- **What to produce**:
Quote all of the following data verbatim, preserving every line.

(Position annotation records)
###
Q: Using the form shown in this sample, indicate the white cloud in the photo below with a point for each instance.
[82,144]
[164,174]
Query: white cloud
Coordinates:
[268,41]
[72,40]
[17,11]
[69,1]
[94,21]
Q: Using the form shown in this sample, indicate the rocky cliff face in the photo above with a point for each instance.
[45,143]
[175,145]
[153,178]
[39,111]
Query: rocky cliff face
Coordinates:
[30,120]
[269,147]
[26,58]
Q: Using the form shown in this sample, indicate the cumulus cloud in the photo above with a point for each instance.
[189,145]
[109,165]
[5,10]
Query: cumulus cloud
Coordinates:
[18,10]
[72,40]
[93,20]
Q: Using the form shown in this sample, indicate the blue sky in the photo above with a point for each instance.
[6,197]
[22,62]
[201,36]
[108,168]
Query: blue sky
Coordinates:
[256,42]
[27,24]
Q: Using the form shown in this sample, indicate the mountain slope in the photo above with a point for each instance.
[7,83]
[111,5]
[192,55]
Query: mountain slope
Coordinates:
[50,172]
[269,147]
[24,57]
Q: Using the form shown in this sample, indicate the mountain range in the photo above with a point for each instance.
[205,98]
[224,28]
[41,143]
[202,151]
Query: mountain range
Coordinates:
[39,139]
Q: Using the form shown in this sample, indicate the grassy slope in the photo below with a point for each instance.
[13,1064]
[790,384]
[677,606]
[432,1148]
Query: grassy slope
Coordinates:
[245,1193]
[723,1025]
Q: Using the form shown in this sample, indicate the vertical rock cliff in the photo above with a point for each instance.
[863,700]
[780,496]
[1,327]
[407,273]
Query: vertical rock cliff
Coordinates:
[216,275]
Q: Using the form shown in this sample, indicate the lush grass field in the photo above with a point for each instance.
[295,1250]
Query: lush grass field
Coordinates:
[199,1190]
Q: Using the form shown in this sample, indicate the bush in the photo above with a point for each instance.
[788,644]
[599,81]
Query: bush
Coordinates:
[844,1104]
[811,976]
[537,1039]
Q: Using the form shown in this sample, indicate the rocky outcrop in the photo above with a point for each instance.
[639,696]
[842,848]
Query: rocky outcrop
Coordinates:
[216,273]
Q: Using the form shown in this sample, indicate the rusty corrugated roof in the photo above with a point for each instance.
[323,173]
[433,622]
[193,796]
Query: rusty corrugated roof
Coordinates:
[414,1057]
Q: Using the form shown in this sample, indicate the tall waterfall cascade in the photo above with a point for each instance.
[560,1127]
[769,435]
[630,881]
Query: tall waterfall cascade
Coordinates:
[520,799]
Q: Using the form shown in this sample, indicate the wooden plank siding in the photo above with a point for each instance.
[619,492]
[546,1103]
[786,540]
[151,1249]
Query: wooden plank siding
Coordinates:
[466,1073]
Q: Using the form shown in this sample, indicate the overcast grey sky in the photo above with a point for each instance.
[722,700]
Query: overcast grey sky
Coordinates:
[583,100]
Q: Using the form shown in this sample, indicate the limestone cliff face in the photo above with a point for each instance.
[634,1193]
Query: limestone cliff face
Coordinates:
###
- **Response for this exercise**:
Q: Using the form shown in this sample, indicate the white cloud in the photo below with a point for each instance.
[82,144]
[164,174]
Query: white cloud
Coordinates:
[268,41]
[72,40]
[17,11]
[69,1]
[94,21]
Q: Using the form shown in this sample, indicate the rocky cliff face in the photo above with a point for each instance.
[45,143]
[175,145]
[153,178]
[39,111]
Query: rocky cliff face
Coordinates:
[30,120]
[269,147]
[26,58]
Q: Using the form shown in this sample, indicate the cumulus cloud in the photo above with a point for each instance.
[189,145]
[109,165]
[5,10]
Query: cumulus cloud
Coordinates:
[18,10]
[72,40]
[93,20]
Q: Using the form shown in this sample, indicate the blue sky in the photo above with a point for each instance.
[6,197]
[22,62]
[201,36]
[108,168]
Query: blue sky
Coordinates:
[256,42]
[27,24]
Q: Using the form shown in this sample, indicate the mountain slope in the photo above with a point for each instance.
[7,83]
[111,5]
[192,55]
Query: mountain slope
Coordinates:
[50,172]
[269,147]
[24,57]
Q: Using the form shown in this sample, indicate the mountain range in the photo above with a point for each instance.
[205,98]
[224,28]
[41,143]
[202,151]
Query: mountain range
Coordinates:
[39,139]
Q: Using the form shown in this sample, indicate the grassy slope in the photo below with a point for each instance.
[13,1064]
[790,384]
[677,606]
[432,1148]
Query: grassy slope
Coordinates:
[245,1193]
[723,1025]
Q: Using the form shown in this sample, indicate the vertical rock cliff in the photo above with a point for each instance.
[863,700]
[780,496]
[1,327]
[407,273]
Query: vertical rock cliff
Coordinates:
[216,275]
Q: Using the form shown in this sample, indicate the lush grass field in the photo above with a point for each instance.
[295,1250]
Query: lush grass field
Coordinates:
[199,1190]
Q: Using the form shown in this sample, indicate the bush in the photo above with a point for each instance.
[788,644]
[599,81]
Query: bush
Coordinates:
[844,1104]
[811,976]
[537,1039]
Q: Using the form shown in this sample, indicate the rocky outcrop in the photo above with a point for each instance.
[639,696]
[842,848]
Query: rocky outcrop
Coordinates:
[216,273]
Q: Using the form shown in this sample, indicate the rusty corrugated roof in the photo above with a point for each instance.
[323,173]
[433,622]
[193,796]
Query: rusty corrugated roof
Coordinates:
[414,1057]
Q: Using the form shown in this sample, indicate the tall waterfall cascade in the photo above with a point for each instance.
[560,1127]
[769,435]
[630,881]
Query: tall waterfall cascade
Coordinates:
[520,799]
Q: Using the form shown in this sample, indicate the wooden plank siding in the photo above with a point for each instance.
[619,492]
[546,1103]
[786,540]
[151,1249]
Query: wooden plank siding
Coordinates:
[466,1073]
Q: Using the form shown in this sample, indicate the overcast grey sky in the photo above with a point for each instance.
[722,700]
Query: overcast grey sky
Coordinates:
[583,100]
Q: Using the form shown in this sample, indicate the limestone cliff face in the photo above with a point for each instance.
[634,1193]
Query: limestone cliff face
Coordinates:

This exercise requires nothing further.